Document section
It can be argued that the tides of hipster taste haven’t been kind to Gong over the decades, that they aren’t as well-remembered as Allen’s former Soft Machine bandmate Robert Wyatt, their spiritual contemporaries Pink Floyd, or latter-day Gong guitarist and future ambient techno innovator Steve Hillage. Yet in their music there’s a wealth of innovation, of emotive purpose, and of vivid and compulsively evocative composition. Leaving the group to spend more time with her children in 1974 didn’t curtail Smyth’s activities, with Gong’s wealth of offshoot projects; she released a dozen albums between 1978 and 2005 as leader of Mother Gong, and returned to the core group as a performer.

Born Gillian Mary Smyth in England in 1933, her family was deeply musical and Welsh going back many generations. Smyth described herself as being deeply political from a young age – she was expelled from a Catholic convent school at the age of 12 for disagreeing with its teachings. She studied at and kept going back to King’s College London, eventually earning three degrees there, and was editor of the university newspaper King’s News; through publishing then-controversial political and feminist writings in the paper, she found herself briefly – but very disconcertingly – at the centre of a moral panic in the tabloid press.

Supplied records
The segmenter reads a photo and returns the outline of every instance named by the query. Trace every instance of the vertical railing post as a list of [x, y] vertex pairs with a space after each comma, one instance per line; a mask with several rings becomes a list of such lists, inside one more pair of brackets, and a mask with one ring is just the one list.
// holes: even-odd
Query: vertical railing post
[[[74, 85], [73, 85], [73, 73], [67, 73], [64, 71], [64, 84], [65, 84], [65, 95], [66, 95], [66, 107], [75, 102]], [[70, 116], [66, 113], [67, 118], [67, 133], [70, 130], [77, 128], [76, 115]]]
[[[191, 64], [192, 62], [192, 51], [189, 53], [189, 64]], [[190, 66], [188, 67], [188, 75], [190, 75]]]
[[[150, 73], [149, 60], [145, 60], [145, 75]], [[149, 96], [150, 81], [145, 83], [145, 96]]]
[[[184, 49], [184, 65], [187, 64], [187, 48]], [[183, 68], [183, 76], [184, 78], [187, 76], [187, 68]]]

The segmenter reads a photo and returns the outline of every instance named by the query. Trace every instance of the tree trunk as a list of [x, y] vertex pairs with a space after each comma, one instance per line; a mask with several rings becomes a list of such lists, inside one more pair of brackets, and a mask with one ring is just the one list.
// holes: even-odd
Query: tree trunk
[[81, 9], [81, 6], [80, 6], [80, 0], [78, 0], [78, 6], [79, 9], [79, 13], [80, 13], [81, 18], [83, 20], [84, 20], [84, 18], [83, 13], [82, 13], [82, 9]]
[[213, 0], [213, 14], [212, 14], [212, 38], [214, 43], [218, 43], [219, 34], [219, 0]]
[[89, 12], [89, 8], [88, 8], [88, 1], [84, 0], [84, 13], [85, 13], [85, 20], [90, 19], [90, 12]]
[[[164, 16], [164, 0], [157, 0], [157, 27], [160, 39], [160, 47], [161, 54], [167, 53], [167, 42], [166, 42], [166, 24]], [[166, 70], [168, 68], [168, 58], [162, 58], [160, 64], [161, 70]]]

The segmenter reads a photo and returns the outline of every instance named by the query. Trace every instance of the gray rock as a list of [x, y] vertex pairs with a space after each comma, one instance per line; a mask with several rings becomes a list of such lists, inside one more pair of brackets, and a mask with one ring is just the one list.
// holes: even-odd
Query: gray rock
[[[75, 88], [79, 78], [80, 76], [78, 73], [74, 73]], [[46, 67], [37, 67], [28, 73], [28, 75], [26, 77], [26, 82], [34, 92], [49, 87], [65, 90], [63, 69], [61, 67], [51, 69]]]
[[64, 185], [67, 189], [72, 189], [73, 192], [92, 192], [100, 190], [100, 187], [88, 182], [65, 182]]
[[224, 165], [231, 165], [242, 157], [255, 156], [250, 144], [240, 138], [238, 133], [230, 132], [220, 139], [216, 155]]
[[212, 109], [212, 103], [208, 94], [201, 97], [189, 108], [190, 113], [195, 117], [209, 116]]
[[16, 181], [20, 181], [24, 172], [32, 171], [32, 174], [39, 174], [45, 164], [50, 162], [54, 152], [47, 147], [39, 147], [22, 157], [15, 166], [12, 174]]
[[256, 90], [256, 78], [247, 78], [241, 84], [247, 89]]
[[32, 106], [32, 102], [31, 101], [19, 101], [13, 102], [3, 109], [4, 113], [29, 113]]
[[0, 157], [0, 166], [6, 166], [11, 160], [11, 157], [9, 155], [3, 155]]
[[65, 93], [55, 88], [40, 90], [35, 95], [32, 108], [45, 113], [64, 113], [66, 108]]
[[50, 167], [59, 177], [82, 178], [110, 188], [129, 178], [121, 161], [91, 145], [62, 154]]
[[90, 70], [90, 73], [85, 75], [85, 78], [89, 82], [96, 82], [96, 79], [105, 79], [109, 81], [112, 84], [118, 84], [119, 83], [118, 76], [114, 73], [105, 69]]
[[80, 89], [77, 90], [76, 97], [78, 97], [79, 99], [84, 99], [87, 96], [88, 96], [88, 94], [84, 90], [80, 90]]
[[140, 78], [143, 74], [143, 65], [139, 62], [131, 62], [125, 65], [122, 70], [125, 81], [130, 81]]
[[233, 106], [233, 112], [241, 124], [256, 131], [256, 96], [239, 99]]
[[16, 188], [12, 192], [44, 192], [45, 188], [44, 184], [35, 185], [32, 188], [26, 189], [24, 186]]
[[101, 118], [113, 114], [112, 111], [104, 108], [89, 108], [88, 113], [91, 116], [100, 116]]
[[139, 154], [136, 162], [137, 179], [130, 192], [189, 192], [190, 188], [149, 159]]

Aim 1
Translate this sentence from the passage about Gong into Spanish: "Yet in their music there's a wealth of innovation, of emotive purpose, and of vivid and compulsively evocative composition."
Aim 2
Please turn the paragraph of the passage about Gong that begins "Born Gillian Mary Smyth" into a short bulleted list of its main facts.
Aim 3
Reproduce the part of the passage about Gong that starts at the words "It can be argued" and ends after "as a performer.".
Work only from the passage about Gong.

Output 1
Sin embargo, en su música hay una riqueza de innovación, de propósito emotivo y de composición vívida y compulsivamente evocadora.

Output 2
- Born Gillian Mary Smyth in England in 1933, to a deeply musical family that had been Welsh for many generations.
- Deeply political from a young age; expelled from a Catholic convent school at 12 for disagreeing with its teachings.
- Earned three degrees at King's College London.
- Edited the university newspaper King's News.
- Publishing then-controversial political and feminist writings there briefly put her at the center of a tabloid moral panic.

Output 3
It can be argued that the tides of hipster taste haven’t been kind to Gong over the decades, that they aren’t as well-remembered as Allen’s former Soft Machine bandmate Robert Wyatt, their spiritual contemporaries Pink Floyd, or latter-day Gong guitarist and future ambient techno innovator Steve Hillage. Yet in their music there’s a wealth of innovation, of emotive purpose, and of vivid and compulsively evocative composition. Leaving the group to spend more time with her children in 1974 didn’t curtail Smyth’s activities, with Gong’s wealth of offshoot projects; she released a dozen albums between 1978 and 2005 as leader of Mother Gong, and returned to the core group as a performer.